▸ **Document section**
........

Affordable #clothdiapers via @chgdiapers

Post contains affiliate links I’ve talked many times about how I started my stash with 3 Bumgenius pocket diapers, followed by 3 more. I washed those 6 diapers twice per day (3 at a time) in order to keep my son in cloth full time, as we added diapers one by one as we could afford them. I never even considered using prefolds & covers because they seemed scary, confusing & complicated to me.

Prefold #clothdiapers via @chgdiapers 1

Again, I’m repeating myself if you’ve been around for a while. In 2004 when I was expecting my daughter, an acquaintance gave me a photocopied packet of info about prefolds, and I was definitely scared away by the thought of prefolds, pins, plastic pants & wet pails. It did encourage me to do some research, but even looking through many pages of web searches, the most “modern” cloth diapers I could find were Fuzzibunz perfect size. XS, S, M, L, XL, Petite Toddler & Toddler…24 of each size. *thud* Of course, I was terribly wrong about needing that many sizes or diapers, but that’s neither here nor there. Bumgenius and all the other one-size diapers didn’t exist at that point. As I understand, there were other options out there (WAHMs and such), but they weren’t necessarily easily found, nor were cloth diaper support groups & blogs appearing on the first dozen search pages for me!

Prefold #clothdiapers via @chgdiapers 2

When I finally did start with those first 6 diapers, I still didn’t consider prefolds; I wanted the “easy” pocket diapers, and just didn’t see prefolds or flats as an option for us. Anyhoo, the point of this post is to tell you that prefolds aren’t hard or scary, and they are an awesome way to get started in cloth!

Prefold #clothdiapers via @chgdiapers 3

There are lovely, premium prefolds out there made of luxurious fabrics like bamboo and hemp. The most affordable are unbleached (or bleached as I have pictured here) cotton prefolds. They are typically 8 layers in the middle with 4 layers on each side (some newborn sizes are 2/6/2.)

Prefold #clothdiapers via @chgdiapers 4 thicker layer

These lines where the layers are sewn makes it super easy to fold in thirds. There are some brands that are the same thickness all the way across. To confuse you before I begin, some brands call these “flats,” but a true flat is one layer all the way across (think a receiving blanket.)

Prefold #clothdiapers via @chgdiapers 5 or same across

If you do a search for prefold folds, you will find many including “angel wing,” “jelly roll,” “bikini twist,” and “newspaper fold.” I’m here to tell you that prefolds are much easier to use than all this terminology would make you believe. You don’t have to worry about perfectly following a tutorial – just practice, find a fold you like that works for you, and adjust it as needed. It doesn’t have to be an exact science!

........

▸ **What this exercise asks**
- a) Sum up the post about prefold cloth diapers in two sentences.
- b) Write out the rows word for word, starting with the line that contains "of the layered" and going on through the last line of the rows.

........

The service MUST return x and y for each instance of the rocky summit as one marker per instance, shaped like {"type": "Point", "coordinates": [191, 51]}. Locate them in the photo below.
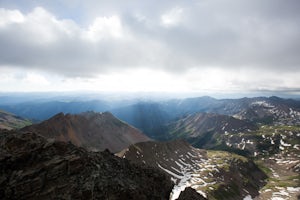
{"type": "Point", "coordinates": [32, 167]}
{"type": "Point", "coordinates": [94, 131]}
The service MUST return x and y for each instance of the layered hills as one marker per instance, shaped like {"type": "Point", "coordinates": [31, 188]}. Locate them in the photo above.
{"type": "Point", "coordinates": [32, 167]}
{"type": "Point", "coordinates": [94, 131]}
{"type": "Point", "coordinates": [10, 121]}
{"type": "Point", "coordinates": [204, 129]}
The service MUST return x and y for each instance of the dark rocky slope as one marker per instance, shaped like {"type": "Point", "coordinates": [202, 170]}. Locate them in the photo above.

........

▸ **Responses**
- a) The writer started cloth diapering with a few Bumgenius pocket diapers and never considered prefolds and covers because they seemed scary, confusing and complicated. The post says prefolds aren't hard or scary, notes that the most affordable ones are cotton with 8 layers in the middle and 4 on each side, and advises practicing until you find a fold that works for you.

- b)
The service MUST return x and y for each instance of the layered hills as one marker per instance, shaped like {"type": "Point", "coordinates": [31, 188]}. Locate them in the photo above.
{"type": "Point", "coordinates": [32, 167]}
{"type": "Point", "coordinates": [94, 131]}
{"type": "Point", "coordinates": [10, 121]}
{"type": "Point", "coordinates": [204, 129]}
The service MUST return x and y for each instance of the dark rocky slope as one marker per instance, shaped like {"type": "Point", "coordinates": [202, 170]}. Locate them in the photo above.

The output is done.